Reading text →

** START **

To avoid me being confused, let's always insert the word "potentially" to modify any parameter where we are referring to the properties of a packet of air relative to its surroundings (or how it would feel if it were brought down to us)  and the word "actually" to refer to how it would feel to us if we were taken up there with it.  So, for instance, the air at high altitudes, ahead of a warm front is actually cold, but potentially warm.  We agree that its potential warmth is what determines its behavior, right?   So I am going edit your message below in accordance with these understandings.  You follow along and see if I got it right.  My additions are in red.  Readers should be aware that PyroCu had nothing to do with the red bits. 

 

The word "potential" implies that air would have a particular temperature or density if it were displayed dry adiabatically to a different pressure level1000mb is the level typically used as a reference.  ....

 

Another point is that actual temperature typically decreases as you go upward in the troposphere. A "potentially cold pool" refers to a relative minimum in temperature in a quasi-horizontal sense. Actual Temperature may decrease more rapidly with height within a potentially cold pool (i.e., steeper lapse rates), but actual temperature still typically deceases on average as you go upward from the surface through the troposphere. So, obviously there is a general state of balance with actually colder air aloft...otherwise the atmosphere would be "falling down" everywhere!

** END **

[Records]
** START **

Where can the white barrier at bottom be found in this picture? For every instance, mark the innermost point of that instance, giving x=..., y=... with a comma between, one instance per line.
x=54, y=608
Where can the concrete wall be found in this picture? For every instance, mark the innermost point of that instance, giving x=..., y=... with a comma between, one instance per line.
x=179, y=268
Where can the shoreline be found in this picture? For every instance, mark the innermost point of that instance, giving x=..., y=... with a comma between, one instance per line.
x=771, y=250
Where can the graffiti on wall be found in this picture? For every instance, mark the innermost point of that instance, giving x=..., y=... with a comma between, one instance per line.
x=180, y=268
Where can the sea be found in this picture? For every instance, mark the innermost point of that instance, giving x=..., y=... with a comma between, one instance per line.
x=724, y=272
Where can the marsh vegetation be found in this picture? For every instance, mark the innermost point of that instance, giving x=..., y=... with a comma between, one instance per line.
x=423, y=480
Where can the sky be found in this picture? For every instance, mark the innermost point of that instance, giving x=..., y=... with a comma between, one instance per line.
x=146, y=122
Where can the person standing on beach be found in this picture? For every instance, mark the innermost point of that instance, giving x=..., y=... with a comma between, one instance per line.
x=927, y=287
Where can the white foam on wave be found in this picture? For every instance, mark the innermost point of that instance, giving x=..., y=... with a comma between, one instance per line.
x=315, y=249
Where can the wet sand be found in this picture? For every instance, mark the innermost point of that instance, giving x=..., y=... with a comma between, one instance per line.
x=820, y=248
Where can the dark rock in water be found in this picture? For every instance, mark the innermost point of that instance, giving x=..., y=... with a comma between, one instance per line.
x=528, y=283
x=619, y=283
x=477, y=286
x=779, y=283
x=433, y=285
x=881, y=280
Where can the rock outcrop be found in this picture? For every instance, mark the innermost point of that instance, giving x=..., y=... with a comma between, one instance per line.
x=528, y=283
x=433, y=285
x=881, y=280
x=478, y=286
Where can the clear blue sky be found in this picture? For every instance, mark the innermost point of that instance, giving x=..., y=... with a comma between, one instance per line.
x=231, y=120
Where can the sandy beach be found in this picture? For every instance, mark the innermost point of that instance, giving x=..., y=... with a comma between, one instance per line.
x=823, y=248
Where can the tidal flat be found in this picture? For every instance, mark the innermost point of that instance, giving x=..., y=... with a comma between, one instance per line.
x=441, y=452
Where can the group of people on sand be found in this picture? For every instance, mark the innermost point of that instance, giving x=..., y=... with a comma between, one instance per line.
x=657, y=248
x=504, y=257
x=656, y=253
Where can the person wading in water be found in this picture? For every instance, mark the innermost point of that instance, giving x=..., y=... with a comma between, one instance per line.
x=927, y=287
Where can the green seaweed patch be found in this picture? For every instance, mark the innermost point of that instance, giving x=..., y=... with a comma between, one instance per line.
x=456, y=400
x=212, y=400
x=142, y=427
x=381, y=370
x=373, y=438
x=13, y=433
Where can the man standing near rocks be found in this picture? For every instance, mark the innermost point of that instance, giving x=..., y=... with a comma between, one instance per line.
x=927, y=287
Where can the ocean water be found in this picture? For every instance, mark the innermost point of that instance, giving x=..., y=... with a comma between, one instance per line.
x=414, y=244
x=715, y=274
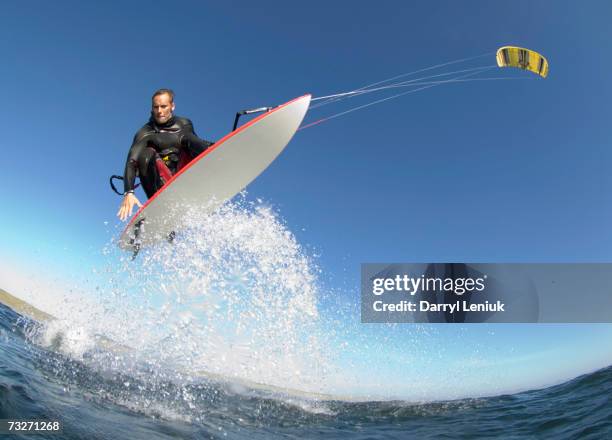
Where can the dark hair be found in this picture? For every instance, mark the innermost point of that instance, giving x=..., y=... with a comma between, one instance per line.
x=163, y=91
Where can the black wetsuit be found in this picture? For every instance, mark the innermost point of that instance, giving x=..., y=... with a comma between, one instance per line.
x=169, y=141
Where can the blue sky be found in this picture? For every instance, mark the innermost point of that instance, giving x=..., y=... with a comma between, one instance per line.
x=490, y=172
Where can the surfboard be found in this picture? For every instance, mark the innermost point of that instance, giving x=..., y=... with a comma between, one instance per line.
x=216, y=175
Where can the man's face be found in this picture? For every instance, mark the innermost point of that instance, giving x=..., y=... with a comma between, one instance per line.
x=162, y=108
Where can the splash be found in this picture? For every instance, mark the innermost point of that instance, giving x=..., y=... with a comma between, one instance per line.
x=233, y=297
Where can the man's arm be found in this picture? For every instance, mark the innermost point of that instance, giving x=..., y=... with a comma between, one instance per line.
x=129, y=176
x=191, y=141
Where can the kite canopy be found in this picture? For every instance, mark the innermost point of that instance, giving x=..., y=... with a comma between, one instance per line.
x=512, y=56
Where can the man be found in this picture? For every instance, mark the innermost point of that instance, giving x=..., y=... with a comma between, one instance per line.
x=160, y=148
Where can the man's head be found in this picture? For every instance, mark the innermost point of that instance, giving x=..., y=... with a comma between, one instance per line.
x=162, y=105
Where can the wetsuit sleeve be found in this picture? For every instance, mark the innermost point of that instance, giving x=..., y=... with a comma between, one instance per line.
x=131, y=164
x=192, y=142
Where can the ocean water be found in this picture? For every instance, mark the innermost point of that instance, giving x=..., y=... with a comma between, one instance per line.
x=227, y=333
x=39, y=383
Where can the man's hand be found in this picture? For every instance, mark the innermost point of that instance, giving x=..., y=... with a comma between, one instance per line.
x=127, y=206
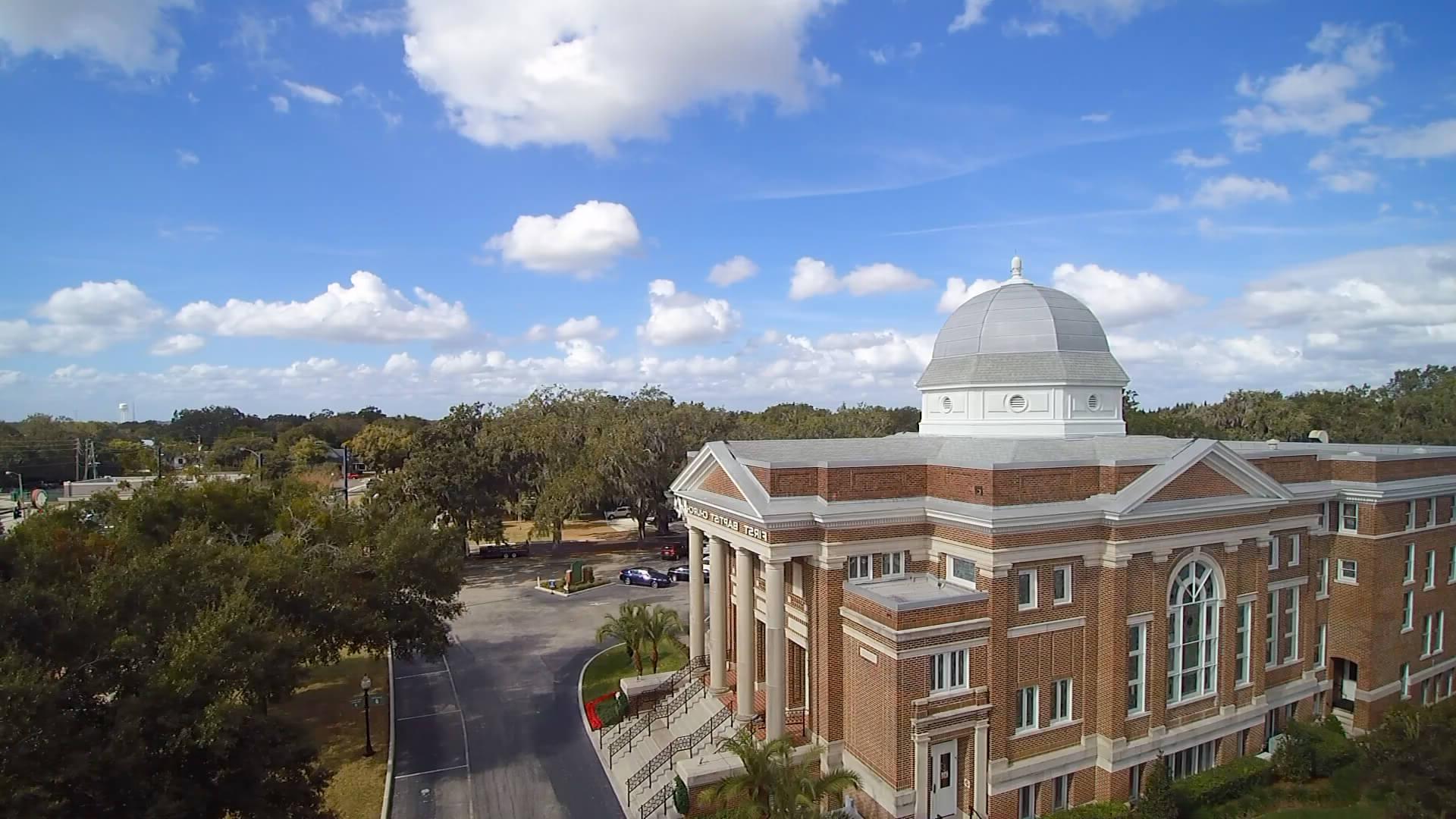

** END **

Exercise →
In one to three sentences, explain why the post on potential temperature says there must be a general state of balance with actually colder air aloft. The records come from a different source than the text.

Response to the exercise →
Actual temperature typically decreases with height through the troposphere, so actually colder air above is the normal arrangement. If that arrangement were not in balance, the atmosphere would be "falling down" everywhere.